_BRIEF:_
Print the lines word for word, beginning at the line that contains "Locate the whitewashed" and stopping after the line that contains "[489,32,592,272]".

_DATASET EXTRACT:_
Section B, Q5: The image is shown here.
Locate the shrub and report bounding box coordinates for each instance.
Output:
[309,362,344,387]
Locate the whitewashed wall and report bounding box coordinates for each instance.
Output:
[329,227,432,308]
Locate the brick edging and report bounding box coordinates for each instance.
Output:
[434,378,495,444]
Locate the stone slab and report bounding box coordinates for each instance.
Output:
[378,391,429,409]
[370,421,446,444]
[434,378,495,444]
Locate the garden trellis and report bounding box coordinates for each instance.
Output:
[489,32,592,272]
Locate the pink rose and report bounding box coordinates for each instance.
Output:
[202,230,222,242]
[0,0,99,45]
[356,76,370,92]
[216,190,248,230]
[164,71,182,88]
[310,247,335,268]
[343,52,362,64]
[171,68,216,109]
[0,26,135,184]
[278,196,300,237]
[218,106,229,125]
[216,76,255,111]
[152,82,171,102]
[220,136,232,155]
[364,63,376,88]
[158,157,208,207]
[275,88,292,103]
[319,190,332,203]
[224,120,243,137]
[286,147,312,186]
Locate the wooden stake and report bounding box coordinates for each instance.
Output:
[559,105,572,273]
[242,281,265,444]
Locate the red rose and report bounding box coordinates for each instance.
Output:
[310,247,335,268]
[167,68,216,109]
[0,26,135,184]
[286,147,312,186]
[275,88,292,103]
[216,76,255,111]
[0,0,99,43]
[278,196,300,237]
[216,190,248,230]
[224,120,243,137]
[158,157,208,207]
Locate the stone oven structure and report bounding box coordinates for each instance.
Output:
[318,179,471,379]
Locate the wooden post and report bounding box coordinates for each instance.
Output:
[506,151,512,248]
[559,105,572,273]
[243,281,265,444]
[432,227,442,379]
...
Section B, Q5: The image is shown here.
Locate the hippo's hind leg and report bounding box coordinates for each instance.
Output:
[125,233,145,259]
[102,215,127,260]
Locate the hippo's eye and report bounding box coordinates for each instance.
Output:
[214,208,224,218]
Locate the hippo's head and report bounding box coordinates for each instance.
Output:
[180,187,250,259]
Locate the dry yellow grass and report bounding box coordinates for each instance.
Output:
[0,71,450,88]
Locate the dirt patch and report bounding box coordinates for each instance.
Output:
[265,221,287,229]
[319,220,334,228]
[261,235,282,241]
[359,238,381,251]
--
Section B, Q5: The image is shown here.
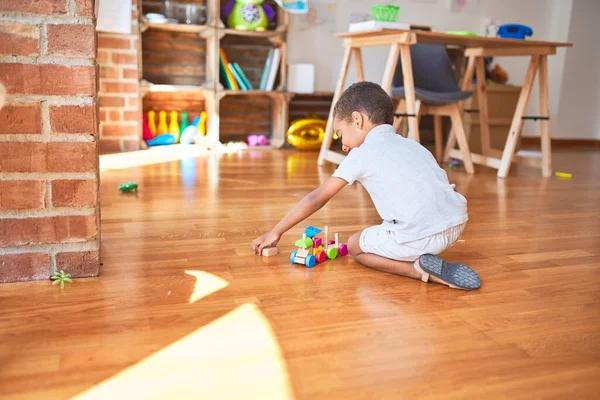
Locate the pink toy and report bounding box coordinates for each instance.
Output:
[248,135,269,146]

_OUTPUT FOR THIS EXERCISE:_
Locate the whitewashed wall and report bounding box coordinates for each instance.
Output:
[329,227,432,308]
Locate the brick edging and report bounding box coordinates for each instance.
Output:
[434,378,495,444]
Locate the stone slab and report bounding box coordinates for each instance.
Output:
[378,391,429,409]
[370,421,446,444]
[434,378,495,444]
Locate the garden trellis and report bounding box coordinates for each instance.
Output:
[489,32,592,272]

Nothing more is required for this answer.